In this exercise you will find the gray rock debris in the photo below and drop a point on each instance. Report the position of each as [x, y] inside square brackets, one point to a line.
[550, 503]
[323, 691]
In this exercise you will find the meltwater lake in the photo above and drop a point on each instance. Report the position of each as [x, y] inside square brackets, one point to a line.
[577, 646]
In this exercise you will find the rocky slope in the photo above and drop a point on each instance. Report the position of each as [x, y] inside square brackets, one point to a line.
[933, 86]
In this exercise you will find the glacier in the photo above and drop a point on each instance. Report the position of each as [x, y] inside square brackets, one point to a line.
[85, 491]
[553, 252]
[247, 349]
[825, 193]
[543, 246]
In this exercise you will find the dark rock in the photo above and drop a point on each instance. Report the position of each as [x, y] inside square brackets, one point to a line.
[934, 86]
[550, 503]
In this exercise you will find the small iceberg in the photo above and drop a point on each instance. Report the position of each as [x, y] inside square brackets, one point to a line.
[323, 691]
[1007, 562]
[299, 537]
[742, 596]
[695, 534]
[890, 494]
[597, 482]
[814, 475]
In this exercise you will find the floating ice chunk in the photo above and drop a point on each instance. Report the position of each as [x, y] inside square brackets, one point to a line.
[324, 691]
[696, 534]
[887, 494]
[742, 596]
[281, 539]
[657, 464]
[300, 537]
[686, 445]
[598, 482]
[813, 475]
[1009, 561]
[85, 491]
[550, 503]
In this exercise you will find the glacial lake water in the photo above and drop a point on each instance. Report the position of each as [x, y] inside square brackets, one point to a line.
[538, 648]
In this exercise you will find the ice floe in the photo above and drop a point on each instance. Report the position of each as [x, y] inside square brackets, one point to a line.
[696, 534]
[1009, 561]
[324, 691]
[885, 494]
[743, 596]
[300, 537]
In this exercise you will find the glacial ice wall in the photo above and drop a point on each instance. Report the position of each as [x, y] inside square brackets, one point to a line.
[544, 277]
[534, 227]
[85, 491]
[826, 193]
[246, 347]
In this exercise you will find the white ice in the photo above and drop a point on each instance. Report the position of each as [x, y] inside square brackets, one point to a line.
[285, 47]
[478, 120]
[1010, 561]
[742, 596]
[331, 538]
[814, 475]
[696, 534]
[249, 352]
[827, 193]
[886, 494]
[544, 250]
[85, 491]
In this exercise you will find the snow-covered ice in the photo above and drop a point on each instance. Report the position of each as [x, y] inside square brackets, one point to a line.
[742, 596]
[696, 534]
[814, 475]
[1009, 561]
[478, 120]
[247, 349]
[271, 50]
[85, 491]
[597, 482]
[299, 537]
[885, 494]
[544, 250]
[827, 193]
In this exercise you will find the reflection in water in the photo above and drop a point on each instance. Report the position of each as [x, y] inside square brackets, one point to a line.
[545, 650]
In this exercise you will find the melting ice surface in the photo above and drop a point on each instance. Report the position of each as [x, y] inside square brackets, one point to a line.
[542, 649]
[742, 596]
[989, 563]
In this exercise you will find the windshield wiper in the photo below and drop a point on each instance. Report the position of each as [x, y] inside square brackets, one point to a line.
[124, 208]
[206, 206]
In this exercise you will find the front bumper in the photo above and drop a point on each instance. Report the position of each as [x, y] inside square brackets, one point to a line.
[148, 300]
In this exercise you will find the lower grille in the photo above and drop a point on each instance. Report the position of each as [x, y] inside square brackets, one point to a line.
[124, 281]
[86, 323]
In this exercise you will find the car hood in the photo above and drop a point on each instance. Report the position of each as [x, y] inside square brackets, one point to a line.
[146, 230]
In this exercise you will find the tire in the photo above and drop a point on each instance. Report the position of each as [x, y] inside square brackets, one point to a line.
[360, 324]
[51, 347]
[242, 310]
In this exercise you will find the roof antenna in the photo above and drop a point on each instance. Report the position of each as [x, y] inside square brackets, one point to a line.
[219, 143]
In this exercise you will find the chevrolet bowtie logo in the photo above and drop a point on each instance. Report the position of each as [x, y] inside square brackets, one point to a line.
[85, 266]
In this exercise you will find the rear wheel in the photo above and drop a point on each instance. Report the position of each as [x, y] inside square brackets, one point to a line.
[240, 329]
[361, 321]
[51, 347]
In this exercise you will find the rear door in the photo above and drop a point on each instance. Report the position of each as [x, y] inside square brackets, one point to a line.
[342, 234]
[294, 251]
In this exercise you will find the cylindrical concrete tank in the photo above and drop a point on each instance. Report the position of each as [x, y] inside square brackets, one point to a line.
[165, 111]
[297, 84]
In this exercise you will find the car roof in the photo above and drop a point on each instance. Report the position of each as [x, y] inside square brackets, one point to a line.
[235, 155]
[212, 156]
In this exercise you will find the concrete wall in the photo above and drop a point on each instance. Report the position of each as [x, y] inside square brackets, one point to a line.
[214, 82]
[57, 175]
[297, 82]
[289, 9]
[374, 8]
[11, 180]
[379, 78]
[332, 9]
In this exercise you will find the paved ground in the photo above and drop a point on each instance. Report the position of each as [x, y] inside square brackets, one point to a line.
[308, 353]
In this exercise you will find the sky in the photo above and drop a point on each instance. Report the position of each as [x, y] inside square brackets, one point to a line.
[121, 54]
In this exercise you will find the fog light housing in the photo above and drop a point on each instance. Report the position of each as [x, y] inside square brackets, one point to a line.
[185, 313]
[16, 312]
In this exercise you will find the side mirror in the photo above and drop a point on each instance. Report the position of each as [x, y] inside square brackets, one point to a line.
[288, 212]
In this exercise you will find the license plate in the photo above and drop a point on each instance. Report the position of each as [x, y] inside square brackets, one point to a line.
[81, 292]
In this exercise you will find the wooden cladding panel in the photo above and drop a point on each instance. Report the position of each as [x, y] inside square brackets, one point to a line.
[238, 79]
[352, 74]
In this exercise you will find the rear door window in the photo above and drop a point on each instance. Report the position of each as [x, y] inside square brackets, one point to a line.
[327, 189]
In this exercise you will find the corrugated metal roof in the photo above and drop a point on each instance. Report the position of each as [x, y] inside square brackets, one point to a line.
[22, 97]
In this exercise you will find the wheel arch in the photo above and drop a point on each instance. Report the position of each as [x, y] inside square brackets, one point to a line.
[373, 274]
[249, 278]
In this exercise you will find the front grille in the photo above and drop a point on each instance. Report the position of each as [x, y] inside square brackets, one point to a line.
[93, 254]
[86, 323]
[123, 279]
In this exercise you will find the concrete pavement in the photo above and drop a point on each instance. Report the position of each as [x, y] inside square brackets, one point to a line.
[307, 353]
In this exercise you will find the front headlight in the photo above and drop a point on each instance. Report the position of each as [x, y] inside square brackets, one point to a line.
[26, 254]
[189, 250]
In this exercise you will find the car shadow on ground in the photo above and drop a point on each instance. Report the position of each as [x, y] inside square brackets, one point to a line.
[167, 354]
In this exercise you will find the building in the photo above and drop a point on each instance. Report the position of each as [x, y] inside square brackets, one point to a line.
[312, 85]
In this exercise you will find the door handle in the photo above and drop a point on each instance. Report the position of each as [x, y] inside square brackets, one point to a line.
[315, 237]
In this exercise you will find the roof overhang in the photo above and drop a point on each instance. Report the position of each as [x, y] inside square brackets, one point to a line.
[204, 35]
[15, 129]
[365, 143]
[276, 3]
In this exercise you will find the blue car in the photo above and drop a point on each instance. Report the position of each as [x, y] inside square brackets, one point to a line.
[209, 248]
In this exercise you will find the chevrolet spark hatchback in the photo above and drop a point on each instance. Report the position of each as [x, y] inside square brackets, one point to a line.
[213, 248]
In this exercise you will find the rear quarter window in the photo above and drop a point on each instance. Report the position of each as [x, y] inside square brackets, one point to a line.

O que fazer
Por favor, reescreva todas as linhas acima trocando "drop a point" por "place a marker". O resto deve ficar igual.

Solução
In this exercise you will find the gray rock debris in the photo below and place a marker on each instance. Report the position of each as [x, y] inside square brackets, one point to a line.
[550, 503]
[323, 691]
In this exercise you will find the meltwater lake in the photo above and place a marker on each instance. Report the position of each as [x, y] inside square brackets, one point to a line.
[577, 646]
In this exercise you will find the rocky slope in the photo above and place a marker on each instance. Report the position of each as [x, y] inside square brackets, one point to a line.
[933, 86]
In this exercise you will find the glacier in the photo above and place a marker on each instance. Report the position of each as [x, y] inside square brackets, one point to a line.
[85, 491]
[553, 252]
[247, 349]
[825, 193]
[543, 246]
In this exercise you will find the dark rock in the photo above and place a marker on each instance. Report the position of each as [x, y] inside square brackets, one point to a line.
[934, 86]
[550, 503]
In this exercise you will find the small iceberg in the photo above and place a marker on each instance. Report the position of each as [x, y] inside square brackets, one point to a line.
[323, 691]
[1007, 562]
[299, 537]
[742, 596]
[695, 534]
[890, 494]
[597, 482]
[814, 475]
In this exercise you will find the floating ice chunk in the photo above and place a marker on each instance. Report the position of each as [x, y] inside square brackets, one point to a line.
[324, 691]
[696, 534]
[887, 494]
[742, 596]
[281, 539]
[657, 464]
[300, 537]
[686, 445]
[598, 482]
[813, 475]
[1009, 561]
[85, 491]
[550, 503]
In this exercise you will find the glacial lake water in the photo above and place a marker on each instance. Report the position of each as [x, y] inside square brackets, one point to a line.
[538, 648]
In this exercise you will find the ice floe in the photo above and place a marker on each instance. Report the position of each as [x, y] inside square brackets, one point to a line.
[696, 534]
[1009, 561]
[324, 691]
[885, 494]
[743, 596]
[300, 537]
In this exercise you will find the glacial ice wall in the photo above and place a marker on each instance. Report the position of each as [x, y] inside square brackets, one point to a line.
[544, 277]
[534, 227]
[85, 491]
[826, 193]
[246, 347]
In this exercise you will find the white ice in the photo above and place a marker on each instance. Report the position of each as [x, y] inside square brackets, one point to a line.
[285, 47]
[478, 120]
[1010, 561]
[742, 596]
[331, 538]
[814, 475]
[696, 534]
[249, 352]
[827, 193]
[886, 494]
[544, 250]
[85, 491]
In this exercise you will find the snow-covered ice in the photo above and place a marker on each instance. Report the position of each as [x, y] inside square brackets, one point to a line.
[742, 596]
[696, 534]
[814, 475]
[1009, 561]
[478, 120]
[247, 349]
[271, 50]
[85, 491]
[597, 482]
[299, 537]
[885, 494]
[544, 250]
[827, 193]
In this exercise you will find the reflection in water in the photo above and place a marker on each instance. Report the position of each as [x, y] inside square brackets, one point to a line.
[545, 650]
In this exercise you will find the melting ice surface in the photo above and place a marker on each instance. Report the position of each as [x, y] inside square brackets, one point to a line.
[542, 649]
[742, 596]
[989, 563]
In this exercise you will find the windshield wiper in the photo below and place a marker on each instance. Report the position of each as [x, y] inside square brackets, one point to a line.
[124, 208]
[206, 206]
In this exercise you will find the front bumper in the photo above and place a marker on each instance. Report the position of each as [x, y] inside square brackets, one point to a line.
[148, 300]
In this exercise you will find the lower grille in the photo above and place a marker on each instance. Report the position of each as [x, y] inside square brackets, one point to a line.
[124, 281]
[86, 323]
In this exercise you will find the car hood in the photo above and place a marker on each instance. Report the position of each as [x, y] inside square brackets, one point to a line.
[146, 230]
In this exercise you will find the tire in the photo above and place a marker on each instance. Report the position of each as [x, y] inside square brackets, one point to a line.
[360, 324]
[51, 347]
[242, 310]
In this exercise you will find the roof antenna in the photo above and place a marker on each instance. Report the position of each as [x, y] inside square brackets, one point to a line.
[219, 143]
In this exercise you will find the chevrolet bowtie logo in the photo above and place a marker on each instance. Report the position of each as [x, y] inside square brackets, one point to a line.
[85, 266]
In this exercise you will find the rear wheel in the photo above and place a marker on each instance. Report the position of each as [x, y] inside square brackets, one point to a line.
[240, 329]
[361, 321]
[51, 347]
In this exercise you will find the rear door in the photo above and place a marker on each instance. Report the position of each as [x, y] inside square brackets, one point to a line.
[342, 234]
[294, 251]
In this exercise you will find the cylindrical concrete tank in the photo above and place a marker on each instance. Report the position of each as [x, y] inside square brackets, one point to a line.
[165, 111]
[297, 84]
In this exercise you will find the car roof in the photo above and place a marker on each instance. Report the position of each as [x, y] inside square brackets, one point to a line.
[235, 155]
[212, 156]
In this exercise you will find the concrete wall in the photo above and place a marker on each instance. Report the position of each as [x, y] inside square brackets, one point to a line.
[214, 82]
[57, 175]
[297, 82]
[289, 9]
[374, 8]
[11, 180]
[379, 78]
[332, 9]
In this exercise you will find the paved ground in the photo above and place a marker on each instance. Report the position of each as [x, y] inside square brackets, one point to a line.
[308, 353]
In this exercise you will find the sky in the photo above and place a marker on each instance. Report the position of each as [x, y] inside square brackets, one point to a line.
[121, 54]
In this exercise you will find the fog light housing in the photo above and place a marker on each instance. Report the position of each as [x, y] inside square brackets, one point to a line.
[185, 313]
[16, 312]
In this exercise you will find the side mirror in the photo above and place a marker on each instance. Report the position of each as [x, y] inside square brackets, one point to a line.
[288, 212]
In this exercise you will find the license plate in the photo above and place a marker on each instance. Report the position of each as [x, y] inside square brackets, one point to a line.
[81, 292]
In this exercise you will find the wooden cladding panel in the photo above and place a marker on each instance. Report the position of each as [x, y] inside square brackets, one point to a line.
[238, 79]
[352, 74]
In this exercise you will find the rear door window in the photo above and place a marker on each instance. Report the position of each as [x, y] inside square brackets, one point to a line.
[327, 189]
In this exercise you will find the corrugated metal roof in the photo above and place a marker on each instance. Report the position of each as [x, y] inside square brackets, one point to a line.
[22, 97]
In this exercise you will find the wheel arch in the photo above and place a marker on each instance. Report the position of each as [x, y] inside square brackets, one point to a line.
[373, 274]
[249, 278]
In this exercise you will find the front grille in the photo above and place a marker on each instance. Report the position of each as [x, y] inside square brackets, one point to a line.
[93, 254]
[86, 323]
[123, 279]
In this exercise you will find the concrete pavement in the photo above and place a marker on each instance. Report the position of each as [x, y] inside square brackets, one point to a line.
[307, 353]
In this exercise you will find the front headlight in the photo above and place a marker on each instance. Report the position of each as [x, y] inside square brackets, one point to a line.
[26, 254]
[189, 250]
In this exercise you will find the car shadow on ground in the photo above and place a marker on each instance. Report the position of each as [x, y] inside square brackets, one point to a line.
[167, 354]
In this exercise you will find the building in the photo above and place a marker on each instance. Report the position of each as [x, y] inside square brackets, one point to a line.
[312, 85]
In this exercise you will find the door handle in the photo above and place a marker on each instance. Report the position of each as [x, y] inside square brackets, one point to a line.
[315, 237]
In this exercise you will find the roof overhang in the photo above and place a marker on each instance. Report the position of each as [x, y] inside square brackets, one point to a line.
[204, 35]
[15, 129]
[365, 143]
[276, 3]
In this exercise you will find the blue car in the photo above and place a marker on each instance. Report the position of each as [x, y] inside square brackets, one point to a line.
[209, 248]
In this exercise you will find the chevrolet spark hatchback in the photo above and place a marker on each instance. Report the position of each as [x, y] inside square brackets, one point to a line.
[213, 248]
In this exercise you will find the rear quarter window in the photo above and place a marker on each instance. Report the position of each as [x, y] inside square brackets, one point to a line.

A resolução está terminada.